◆ EXERCISE REQUIREMENTS ◆
Copy the following lines word for word.

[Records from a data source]
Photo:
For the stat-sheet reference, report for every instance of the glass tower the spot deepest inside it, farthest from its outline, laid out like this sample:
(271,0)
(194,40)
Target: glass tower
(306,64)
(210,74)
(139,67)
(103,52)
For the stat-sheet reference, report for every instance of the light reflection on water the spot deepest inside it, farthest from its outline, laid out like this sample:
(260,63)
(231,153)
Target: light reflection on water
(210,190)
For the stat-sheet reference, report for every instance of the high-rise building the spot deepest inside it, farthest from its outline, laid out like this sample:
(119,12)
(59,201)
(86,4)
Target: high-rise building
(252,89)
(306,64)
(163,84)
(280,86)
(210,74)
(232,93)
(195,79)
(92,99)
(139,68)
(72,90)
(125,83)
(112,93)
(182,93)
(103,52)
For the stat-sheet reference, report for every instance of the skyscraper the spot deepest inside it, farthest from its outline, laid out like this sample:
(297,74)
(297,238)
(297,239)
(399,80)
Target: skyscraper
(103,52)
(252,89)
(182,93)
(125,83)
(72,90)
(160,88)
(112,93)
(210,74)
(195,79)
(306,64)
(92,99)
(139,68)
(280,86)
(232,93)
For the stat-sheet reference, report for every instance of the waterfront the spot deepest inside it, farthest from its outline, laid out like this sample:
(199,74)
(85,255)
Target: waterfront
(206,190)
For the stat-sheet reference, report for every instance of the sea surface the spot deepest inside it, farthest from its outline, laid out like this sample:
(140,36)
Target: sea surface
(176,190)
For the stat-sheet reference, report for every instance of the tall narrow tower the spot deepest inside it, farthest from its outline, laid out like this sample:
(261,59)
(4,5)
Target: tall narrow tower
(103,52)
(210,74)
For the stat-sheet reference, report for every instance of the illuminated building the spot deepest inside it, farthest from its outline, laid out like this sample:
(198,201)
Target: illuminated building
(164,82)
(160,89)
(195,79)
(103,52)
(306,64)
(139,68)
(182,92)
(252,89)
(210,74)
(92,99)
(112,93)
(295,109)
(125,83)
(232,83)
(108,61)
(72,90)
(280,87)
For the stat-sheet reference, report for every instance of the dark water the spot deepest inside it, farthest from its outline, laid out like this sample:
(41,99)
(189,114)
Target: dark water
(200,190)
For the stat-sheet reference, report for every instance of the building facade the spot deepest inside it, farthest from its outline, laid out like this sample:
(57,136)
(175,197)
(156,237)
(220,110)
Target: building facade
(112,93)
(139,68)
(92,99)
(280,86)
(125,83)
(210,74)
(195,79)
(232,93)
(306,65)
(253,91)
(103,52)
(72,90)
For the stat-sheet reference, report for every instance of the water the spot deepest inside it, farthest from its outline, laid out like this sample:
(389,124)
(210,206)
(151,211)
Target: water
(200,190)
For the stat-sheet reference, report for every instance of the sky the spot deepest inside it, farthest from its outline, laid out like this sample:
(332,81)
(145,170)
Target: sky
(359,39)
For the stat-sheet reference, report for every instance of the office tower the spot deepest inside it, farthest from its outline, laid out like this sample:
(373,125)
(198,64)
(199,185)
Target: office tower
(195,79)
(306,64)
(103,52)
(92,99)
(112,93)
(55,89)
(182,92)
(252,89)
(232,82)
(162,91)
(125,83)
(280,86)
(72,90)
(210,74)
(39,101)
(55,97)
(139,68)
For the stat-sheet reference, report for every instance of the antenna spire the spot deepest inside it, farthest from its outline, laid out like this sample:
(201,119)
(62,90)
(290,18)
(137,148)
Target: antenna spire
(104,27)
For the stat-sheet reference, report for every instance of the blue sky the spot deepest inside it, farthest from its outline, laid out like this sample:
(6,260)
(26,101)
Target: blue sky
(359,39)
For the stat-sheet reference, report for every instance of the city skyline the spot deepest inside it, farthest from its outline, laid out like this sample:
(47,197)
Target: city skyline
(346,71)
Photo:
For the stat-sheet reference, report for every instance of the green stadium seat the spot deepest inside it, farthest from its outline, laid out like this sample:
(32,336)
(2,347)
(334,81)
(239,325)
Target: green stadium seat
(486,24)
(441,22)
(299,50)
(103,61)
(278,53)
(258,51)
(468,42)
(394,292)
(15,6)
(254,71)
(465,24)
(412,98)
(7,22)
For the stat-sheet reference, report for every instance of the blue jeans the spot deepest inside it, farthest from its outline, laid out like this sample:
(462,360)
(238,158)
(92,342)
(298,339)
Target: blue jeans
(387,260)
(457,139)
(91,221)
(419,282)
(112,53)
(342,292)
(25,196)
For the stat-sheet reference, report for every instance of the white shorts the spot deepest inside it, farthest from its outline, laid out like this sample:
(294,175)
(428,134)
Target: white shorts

◆ CORRECT OUTPUT ◆
Photo:
For the stat-sheet reference, report for every instance of the glass tower the spot deepest inside it, farthest from its outline, laid out like this sample:
(271,0)
(194,40)
Target: glass tower
(306,64)
(210,74)
(139,67)
(103,52)
For the stat-sheet reference, report for every instance of the light reflection on water the spot deepest inside it, farthest from its outline, laid out like this sample:
(260,63)
(231,153)
Target: light reflection on water
(210,190)
For the stat-sheet reference, report for every instance of the high-rise building the spot deepest inside it, farthest from its outline, laid out like this sample:
(119,12)
(59,201)
(86,4)
Target: high-rise building
(252,89)
(306,64)
(163,84)
(280,86)
(210,74)
(232,93)
(195,79)
(92,99)
(139,68)
(72,90)
(125,83)
(112,93)
(182,93)
(103,52)
For the stat-sheet reference, report for every instance of the skyscraper the spot deepest inside it, farthest from its outline, laid out like this sample:
(297,74)
(297,238)
(297,239)
(399,80)
Target: skyscraper
(103,52)
(252,89)
(182,93)
(125,83)
(72,90)
(160,88)
(112,93)
(210,74)
(195,79)
(306,64)
(92,99)
(139,68)
(280,86)
(232,93)
For the stat-sheet reference, report for every instance of the waterfront the spot deepest inside it, farthest from its outline, laid out like this sample:
(199,74)
(85,255)
Target: waterfront
(206,190)
For the stat-sheet reference, report for every instance of the sea surface the spot deepest inside it, farthest from its outline, laid out like this sample:
(140,36)
Target: sea surface
(176,190)
For the stat-sheet reference, report for every instance of the tall narrow tower the spot deepest inside it, farthest from its outline, laid out like this sample:
(261,59)
(4,5)
Target: tall narrow tower
(103,52)
(210,74)
For the stat-sheet reference, report for every instance of the illuminated building the spot deepest inside it, farthest from its outline, laid out like this sample:
(198,201)
Target: illuminated building
(164,82)
(160,89)
(195,79)
(103,52)
(306,64)
(139,68)
(182,92)
(252,89)
(210,74)
(92,99)
(112,93)
(295,109)
(125,83)
(232,83)
(108,61)
(72,90)
(280,87)
For the stat-sheet reference, report for every instance of the dark water the spot deepest inside it, farthest from its outline, laid out like this sample:
(41,99)
(189,114)
Target: dark water
(200,190)
For the stat-sheet reference, report for every instance of the building facade the spot deepest inside it, farthest from its outline, laid out like this sample:
(57,136)
(175,197)
(156,237)
(220,110)
Target: building facade
(112,93)
(139,68)
(92,99)
(280,86)
(125,83)
(210,74)
(195,79)
(232,93)
(306,65)
(253,91)
(103,52)
(72,90)
For the stat-sheet reference, report for every instance of the water the spot deepest inside it, farthest from its outline, laid out like this sample:
(389,124)
(210,206)
(151,211)
Target: water
(200,190)
For the stat-sheet reference, report for every instance of the sky the spot deepest inside it, farthest from its outline, laid out like this sample:
(332,81)
(145,170)
Target: sky
(359,39)
For the stat-sheet reference, report for every instance of the office tower the spot deepest inside it, farthest from its outline, laid out like this sample:
(373,125)
(198,64)
(199,185)
Target: office tower
(195,79)
(306,64)
(103,52)
(92,99)
(112,93)
(55,89)
(182,92)
(252,89)
(232,82)
(162,91)
(125,83)
(280,86)
(72,90)
(210,74)
(39,101)
(55,97)
(139,68)
For the stat-sheet reference, report for every instance of the antenna spire the spot deepest inside it, farthest from its outline, laid out like this sample:
(201,119)
(62,90)
(290,18)
(137,148)
Target: antenna spire
(104,27)
For the stat-sheet reference, report for every instance of the blue sky the spot deepest inside it, farthest from its outline, laid out like this sample:
(6,260)
(26,101)
Target: blue sky
(359,39)
For the stat-sheet reference, report for every instance of the city skyline the spot deepest inside it, farthest from its outline, laid out like this sample:
(47,197)
Target: city skyline
(346,71)
Photo:
For the stat-sheet reference, report for every instance of the green stadium seat the spot deepest inside it, farthest from its outline, laid out like this sample:
(32,336)
(2,347)
(334,81)
(239,325)
Target: green stadium seat
(486,24)
(441,22)
(299,50)
(103,61)
(278,53)
(258,51)
(468,42)
(394,292)
(15,6)
(254,71)
(465,24)
(412,98)
(7,22)
For the stat-sheet reference, report for every instance of the blue jeans the spot deepest inside it, farthest from its outline, laid out like this sample:
(462,360)
(238,158)
(92,342)
(298,339)
Target: blue jeans
(387,260)
(457,139)
(91,221)
(419,282)
(112,53)
(342,292)
(25,196)
For the stat-sheet reference, report for every instance of the white shorts the spot deepest inside it, farthest from its outline, laid out like this sample:
(294,175)
(428,134)
Target: white shorts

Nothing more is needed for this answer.